Return the material word for word, starting at its first line and ending with the line that contains "3L412 16L390 31L387".
------------------------------------
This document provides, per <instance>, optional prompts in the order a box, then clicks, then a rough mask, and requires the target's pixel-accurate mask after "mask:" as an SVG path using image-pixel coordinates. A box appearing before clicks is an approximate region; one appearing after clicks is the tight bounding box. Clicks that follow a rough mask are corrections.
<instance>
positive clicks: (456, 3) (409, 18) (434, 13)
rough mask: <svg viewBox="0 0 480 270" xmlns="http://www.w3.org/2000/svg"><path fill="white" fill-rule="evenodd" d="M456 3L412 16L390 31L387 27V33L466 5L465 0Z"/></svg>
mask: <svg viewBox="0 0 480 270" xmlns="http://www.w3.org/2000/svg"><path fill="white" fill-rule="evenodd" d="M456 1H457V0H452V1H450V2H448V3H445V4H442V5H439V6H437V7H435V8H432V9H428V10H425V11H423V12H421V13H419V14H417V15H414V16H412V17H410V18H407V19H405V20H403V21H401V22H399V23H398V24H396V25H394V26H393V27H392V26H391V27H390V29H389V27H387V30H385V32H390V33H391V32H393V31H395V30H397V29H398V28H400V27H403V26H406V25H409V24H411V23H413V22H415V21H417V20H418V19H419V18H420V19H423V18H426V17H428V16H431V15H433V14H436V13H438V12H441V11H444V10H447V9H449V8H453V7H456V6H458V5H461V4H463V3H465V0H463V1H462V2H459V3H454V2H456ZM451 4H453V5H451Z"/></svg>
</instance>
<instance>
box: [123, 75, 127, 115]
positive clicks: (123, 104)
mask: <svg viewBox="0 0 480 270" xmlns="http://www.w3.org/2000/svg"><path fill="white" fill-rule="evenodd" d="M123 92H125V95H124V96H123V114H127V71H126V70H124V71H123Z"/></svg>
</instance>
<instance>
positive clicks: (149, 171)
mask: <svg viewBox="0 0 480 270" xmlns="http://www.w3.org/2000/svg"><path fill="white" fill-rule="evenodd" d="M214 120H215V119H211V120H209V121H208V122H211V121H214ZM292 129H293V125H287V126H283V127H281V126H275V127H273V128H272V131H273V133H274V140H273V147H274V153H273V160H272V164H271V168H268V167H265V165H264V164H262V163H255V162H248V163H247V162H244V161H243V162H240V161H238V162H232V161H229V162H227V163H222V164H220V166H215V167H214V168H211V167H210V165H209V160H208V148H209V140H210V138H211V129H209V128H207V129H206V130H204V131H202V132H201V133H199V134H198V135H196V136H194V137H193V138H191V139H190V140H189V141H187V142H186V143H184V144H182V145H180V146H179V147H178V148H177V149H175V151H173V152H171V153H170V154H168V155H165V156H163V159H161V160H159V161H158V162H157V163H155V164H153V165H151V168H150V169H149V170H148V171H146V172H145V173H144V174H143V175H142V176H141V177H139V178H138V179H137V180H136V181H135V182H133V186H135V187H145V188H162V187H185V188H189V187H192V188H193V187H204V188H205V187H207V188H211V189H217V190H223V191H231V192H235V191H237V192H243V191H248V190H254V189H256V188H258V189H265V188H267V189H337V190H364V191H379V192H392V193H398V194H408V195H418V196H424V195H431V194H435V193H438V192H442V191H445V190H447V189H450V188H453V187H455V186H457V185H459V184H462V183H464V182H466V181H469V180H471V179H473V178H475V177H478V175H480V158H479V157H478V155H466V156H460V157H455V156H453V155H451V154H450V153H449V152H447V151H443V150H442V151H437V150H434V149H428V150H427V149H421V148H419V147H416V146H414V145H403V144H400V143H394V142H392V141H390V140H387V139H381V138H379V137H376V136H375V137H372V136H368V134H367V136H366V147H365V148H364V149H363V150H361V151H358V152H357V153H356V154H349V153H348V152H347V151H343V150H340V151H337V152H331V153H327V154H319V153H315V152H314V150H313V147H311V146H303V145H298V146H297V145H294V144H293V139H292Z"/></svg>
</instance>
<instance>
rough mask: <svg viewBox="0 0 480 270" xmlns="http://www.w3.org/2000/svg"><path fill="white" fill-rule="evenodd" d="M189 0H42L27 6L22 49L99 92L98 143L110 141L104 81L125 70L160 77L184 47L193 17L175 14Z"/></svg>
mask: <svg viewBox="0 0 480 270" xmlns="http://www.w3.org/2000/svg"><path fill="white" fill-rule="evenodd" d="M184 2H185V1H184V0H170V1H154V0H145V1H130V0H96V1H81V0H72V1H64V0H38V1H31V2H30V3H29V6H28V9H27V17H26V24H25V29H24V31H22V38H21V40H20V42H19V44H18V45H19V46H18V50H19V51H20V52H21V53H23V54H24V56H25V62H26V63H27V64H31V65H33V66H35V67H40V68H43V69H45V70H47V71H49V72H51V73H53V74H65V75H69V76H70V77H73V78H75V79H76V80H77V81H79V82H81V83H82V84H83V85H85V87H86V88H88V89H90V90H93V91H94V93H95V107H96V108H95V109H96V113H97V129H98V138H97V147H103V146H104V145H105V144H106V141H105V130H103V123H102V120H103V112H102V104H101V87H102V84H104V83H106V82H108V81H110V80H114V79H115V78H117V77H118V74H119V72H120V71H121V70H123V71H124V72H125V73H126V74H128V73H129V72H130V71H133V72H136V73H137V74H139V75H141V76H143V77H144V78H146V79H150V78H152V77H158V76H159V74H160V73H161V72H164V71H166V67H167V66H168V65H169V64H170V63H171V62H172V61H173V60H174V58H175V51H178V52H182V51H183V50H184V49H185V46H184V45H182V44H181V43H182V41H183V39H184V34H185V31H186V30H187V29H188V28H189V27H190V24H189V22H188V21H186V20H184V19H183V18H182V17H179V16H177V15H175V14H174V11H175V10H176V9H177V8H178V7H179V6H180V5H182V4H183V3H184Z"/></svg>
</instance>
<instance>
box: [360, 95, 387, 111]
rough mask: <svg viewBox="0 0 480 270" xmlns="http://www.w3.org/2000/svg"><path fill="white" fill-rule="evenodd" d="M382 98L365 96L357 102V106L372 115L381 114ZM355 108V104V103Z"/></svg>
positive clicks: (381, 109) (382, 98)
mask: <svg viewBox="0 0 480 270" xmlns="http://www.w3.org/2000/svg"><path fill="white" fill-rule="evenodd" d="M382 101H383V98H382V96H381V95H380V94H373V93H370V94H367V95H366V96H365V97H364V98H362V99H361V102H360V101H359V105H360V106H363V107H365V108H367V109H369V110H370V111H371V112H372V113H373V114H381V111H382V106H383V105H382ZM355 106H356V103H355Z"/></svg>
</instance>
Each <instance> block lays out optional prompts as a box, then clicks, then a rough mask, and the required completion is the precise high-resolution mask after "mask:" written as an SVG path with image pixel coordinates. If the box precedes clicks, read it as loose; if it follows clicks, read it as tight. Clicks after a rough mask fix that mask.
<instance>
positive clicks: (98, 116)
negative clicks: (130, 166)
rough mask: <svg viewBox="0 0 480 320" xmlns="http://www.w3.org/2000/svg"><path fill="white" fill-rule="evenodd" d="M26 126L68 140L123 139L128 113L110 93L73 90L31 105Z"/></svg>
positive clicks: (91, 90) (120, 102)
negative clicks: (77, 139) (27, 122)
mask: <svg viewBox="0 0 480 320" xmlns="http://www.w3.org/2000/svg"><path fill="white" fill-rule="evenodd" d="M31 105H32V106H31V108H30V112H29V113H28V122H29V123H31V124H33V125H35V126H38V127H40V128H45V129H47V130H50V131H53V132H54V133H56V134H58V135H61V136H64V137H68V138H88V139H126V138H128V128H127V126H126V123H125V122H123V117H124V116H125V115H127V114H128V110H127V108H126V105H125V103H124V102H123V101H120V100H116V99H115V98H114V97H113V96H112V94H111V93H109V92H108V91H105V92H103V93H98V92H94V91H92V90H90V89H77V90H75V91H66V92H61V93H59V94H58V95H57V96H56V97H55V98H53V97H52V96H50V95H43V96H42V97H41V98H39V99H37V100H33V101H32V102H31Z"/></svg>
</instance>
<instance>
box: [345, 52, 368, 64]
------------------------------------
_EXERCISE ANSWER:_
This document provides, per <instance>, optional prompts in the order a box, then clicks, then a rough mask, and requires the target's pixel-accurate mask after "mask:" as an SVG path using image-pixel coordinates. A box appearing before clicks is an approximate region; one appearing after clicks is the tight bounding box. Clicks that follow a rough mask are corrections.
<instance>
positive clicks: (456, 3) (409, 18) (434, 13)
rough mask: <svg viewBox="0 0 480 270" xmlns="http://www.w3.org/2000/svg"><path fill="white" fill-rule="evenodd" d="M456 3L412 16L390 31L387 27V33L466 5L465 0Z"/></svg>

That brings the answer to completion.